#### Data excerpts:
- Opening Delimiter -

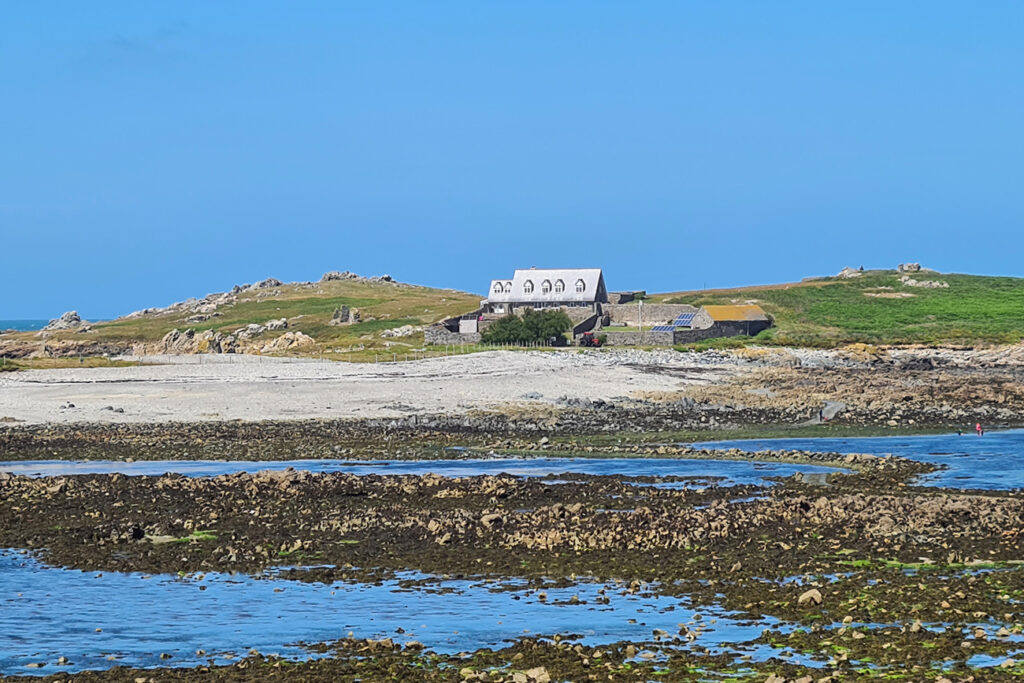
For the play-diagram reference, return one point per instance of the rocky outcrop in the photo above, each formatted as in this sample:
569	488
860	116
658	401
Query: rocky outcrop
335	275
290	341
189	341
403	331
68	321
344	315
928	284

- Closing Delimiter -

#### Exercise instructions:
Print all the records again exactly; do not include any picture.

#### Response area:
For the play-diagram reference, return one point per instance of the rocky outcrop in the photo above, each formatted as in this sample:
569	488
860	116
658	401
Query: rocky outcrop
335	275
290	341
189	341
403	331
68	321
344	315
928	284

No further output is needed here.